Point-based annotation data:
↓
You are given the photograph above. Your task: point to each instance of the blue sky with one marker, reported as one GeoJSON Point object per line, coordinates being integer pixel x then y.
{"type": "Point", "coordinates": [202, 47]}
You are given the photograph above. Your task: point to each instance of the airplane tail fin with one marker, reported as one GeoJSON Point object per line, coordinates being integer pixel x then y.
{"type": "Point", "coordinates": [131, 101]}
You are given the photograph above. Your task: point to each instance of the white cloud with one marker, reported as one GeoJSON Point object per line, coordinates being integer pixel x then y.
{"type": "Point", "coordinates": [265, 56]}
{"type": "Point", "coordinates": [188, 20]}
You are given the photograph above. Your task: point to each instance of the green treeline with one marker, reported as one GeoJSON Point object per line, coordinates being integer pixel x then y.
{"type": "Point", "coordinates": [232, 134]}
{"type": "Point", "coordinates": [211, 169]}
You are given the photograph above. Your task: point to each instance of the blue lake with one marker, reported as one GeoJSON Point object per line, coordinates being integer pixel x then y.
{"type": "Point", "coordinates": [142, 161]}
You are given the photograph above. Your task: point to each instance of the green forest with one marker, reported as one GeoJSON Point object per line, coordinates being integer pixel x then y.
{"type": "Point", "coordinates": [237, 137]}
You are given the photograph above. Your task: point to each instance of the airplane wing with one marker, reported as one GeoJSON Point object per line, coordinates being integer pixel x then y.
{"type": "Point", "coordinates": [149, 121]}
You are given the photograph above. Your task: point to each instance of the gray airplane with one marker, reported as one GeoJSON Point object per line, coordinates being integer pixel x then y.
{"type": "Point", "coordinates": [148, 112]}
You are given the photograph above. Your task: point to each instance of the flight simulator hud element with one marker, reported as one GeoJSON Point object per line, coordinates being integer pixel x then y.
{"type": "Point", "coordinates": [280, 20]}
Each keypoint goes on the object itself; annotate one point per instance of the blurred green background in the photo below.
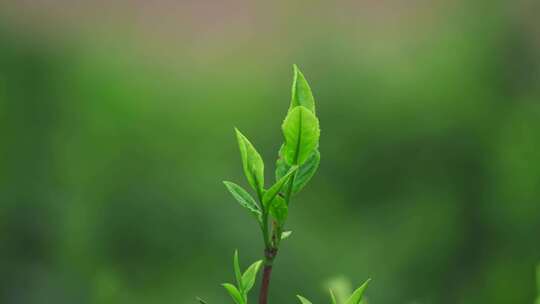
(116, 127)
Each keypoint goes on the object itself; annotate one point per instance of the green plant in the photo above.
(538, 283)
(298, 160)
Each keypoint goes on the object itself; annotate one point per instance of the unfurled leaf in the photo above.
(237, 272)
(356, 297)
(281, 165)
(279, 209)
(271, 193)
(301, 92)
(244, 198)
(303, 300)
(332, 297)
(301, 132)
(306, 171)
(234, 293)
(252, 162)
(250, 275)
(285, 234)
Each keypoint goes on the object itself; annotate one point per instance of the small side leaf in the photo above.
(281, 165)
(250, 275)
(279, 209)
(252, 162)
(356, 297)
(285, 234)
(301, 132)
(234, 293)
(244, 198)
(237, 272)
(303, 300)
(333, 297)
(301, 94)
(271, 193)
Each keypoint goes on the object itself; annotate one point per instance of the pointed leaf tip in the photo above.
(301, 132)
(301, 94)
(234, 293)
(243, 198)
(357, 295)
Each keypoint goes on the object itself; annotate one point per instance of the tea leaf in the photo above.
(244, 198)
(249, 277)
(301, 94)
(252, 162)
(306, 171)
(285, 234)
(200, 300)
(301, 132)
(356, 297)
(279, 209)
(303, 300)
(333, 297)
(234, 293)
(271, 193)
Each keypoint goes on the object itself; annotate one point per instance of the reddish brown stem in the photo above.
(265, 285)
(269, 256)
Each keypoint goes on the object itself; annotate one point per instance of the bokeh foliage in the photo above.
(112, 157)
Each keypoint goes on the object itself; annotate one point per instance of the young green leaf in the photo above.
(356, 297)
(285, 234)
(281, 165)
(301, 132)
(249, 277)
(303, 300)
(200, 300)
(306, 171)
(301, 92)
(237, 272)
(279, 209)
(271, 193)
(234, 293)
(244, 198)
(252, 162)
(332, 297)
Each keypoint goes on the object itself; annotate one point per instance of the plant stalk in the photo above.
(270, 254)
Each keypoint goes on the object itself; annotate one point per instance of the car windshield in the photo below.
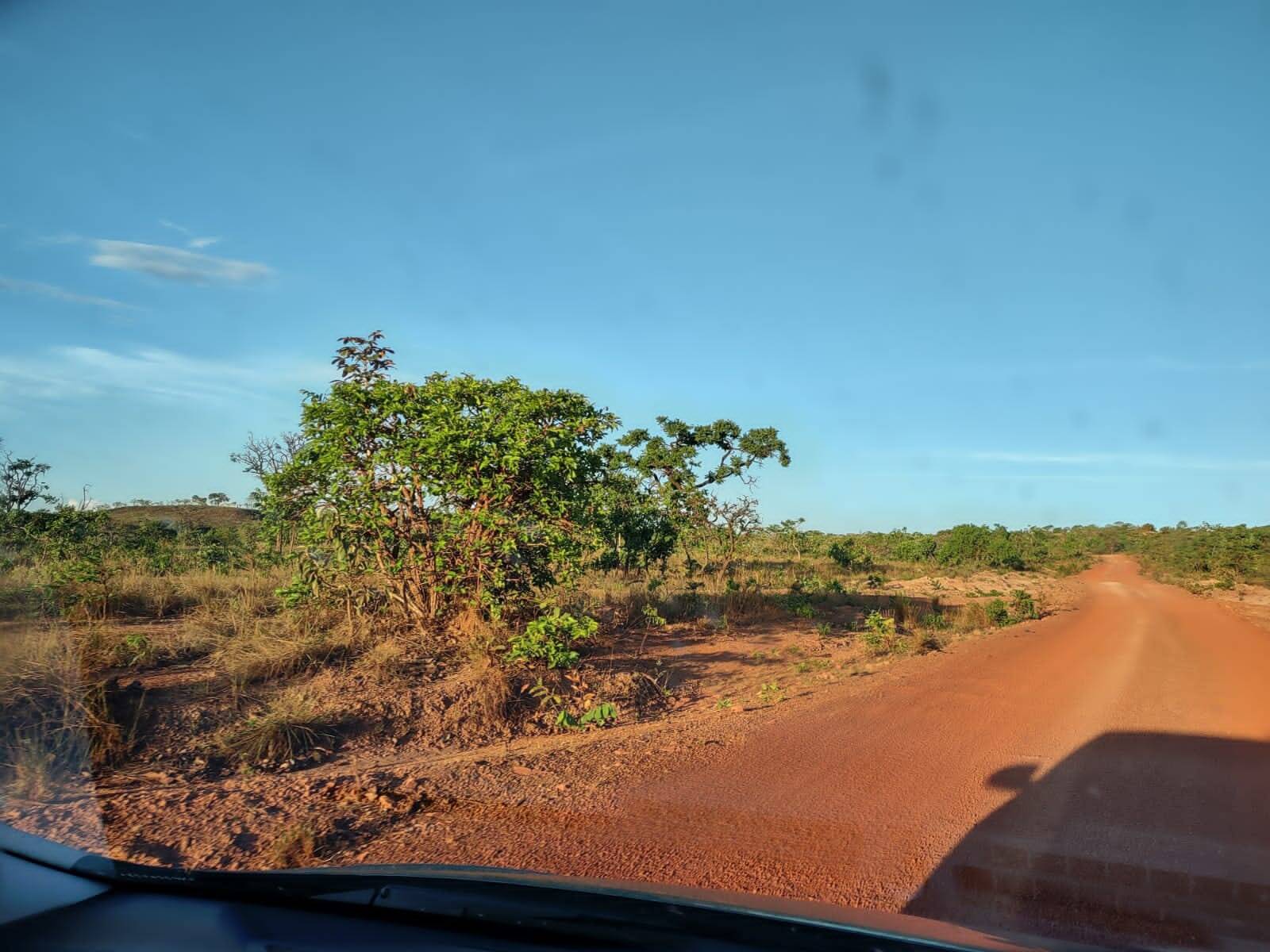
(806, 451)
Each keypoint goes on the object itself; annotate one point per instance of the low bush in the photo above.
(1022, 607)
(879, 635)
(997, 612)
(552, 639)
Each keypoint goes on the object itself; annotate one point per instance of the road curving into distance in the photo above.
(1100, 772)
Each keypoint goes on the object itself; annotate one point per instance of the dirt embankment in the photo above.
(1035, 768)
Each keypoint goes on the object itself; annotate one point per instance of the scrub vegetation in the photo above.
(457, 560)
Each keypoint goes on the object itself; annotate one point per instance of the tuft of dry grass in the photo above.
(492, 693)
(55, 721)
(295, 844)
(290, 727)
(279, 647)
(969, 617)
(385, 659)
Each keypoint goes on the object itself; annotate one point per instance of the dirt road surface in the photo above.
(1105, 767)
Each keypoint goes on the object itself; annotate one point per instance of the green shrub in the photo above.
(846, 554)
(1022, 607)
(652, 617)
(550, 639)
(879, 634)
(997, 612)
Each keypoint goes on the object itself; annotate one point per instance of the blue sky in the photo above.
(977, 262)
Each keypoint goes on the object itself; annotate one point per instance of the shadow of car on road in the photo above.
(1136, 838)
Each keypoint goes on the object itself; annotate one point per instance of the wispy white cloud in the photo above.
(82, 372)
(51, 291)
(192, 240)
(1155, 461)
(175, 263)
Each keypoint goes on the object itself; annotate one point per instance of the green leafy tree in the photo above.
(440, 495)
(673, 474)
(22, 484)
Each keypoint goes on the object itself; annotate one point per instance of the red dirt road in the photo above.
(1142, 720)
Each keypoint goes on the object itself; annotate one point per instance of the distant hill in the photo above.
(194, 514)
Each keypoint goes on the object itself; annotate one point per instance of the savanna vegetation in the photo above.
(455, 560)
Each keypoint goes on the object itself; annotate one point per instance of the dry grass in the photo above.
(492, 693)
(387, 659)
(55, 721)
(256, 649)
(290, 727)
(295, 844)
(969, 617)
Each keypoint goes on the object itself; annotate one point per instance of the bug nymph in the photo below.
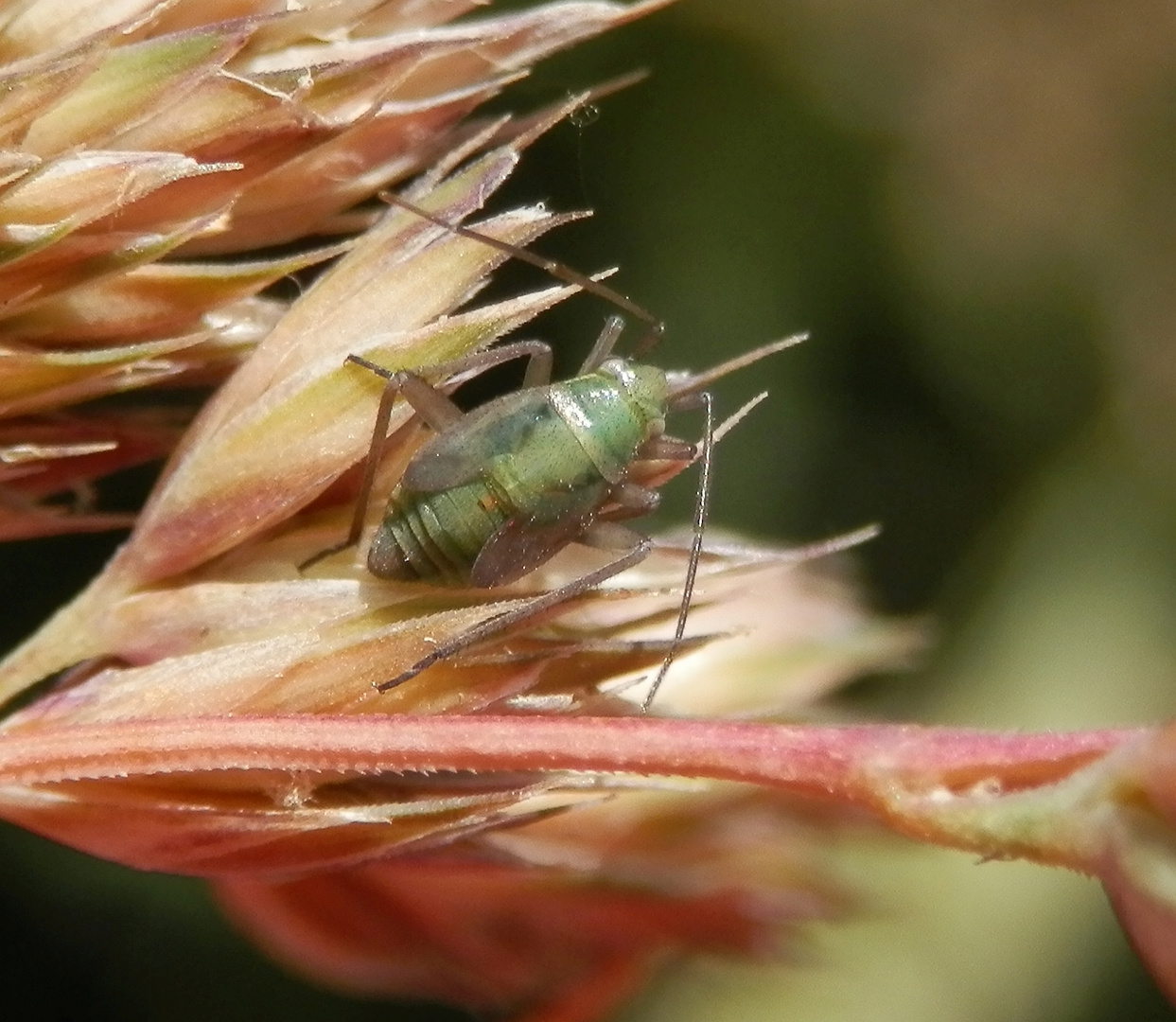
↑
§ Exercise description
Find every line in the entries above that contains the word "road", and copy each of those lines. Matching is case-sensitive.

§ Complete answer
Each keypoint goes on the object itself; annotate one point per instance of the road curving into distance in the photo above.
Each keypoint goes on the object itself; annotate one point per instance of the dirt road surface in the photo above.
Each keypoint goes on the object itself; annotate one point per instance of the shadow of car on road in the photo above.
Each keypoint goes on the object itself; annotate one point per instance of the red dirt road in the photo above.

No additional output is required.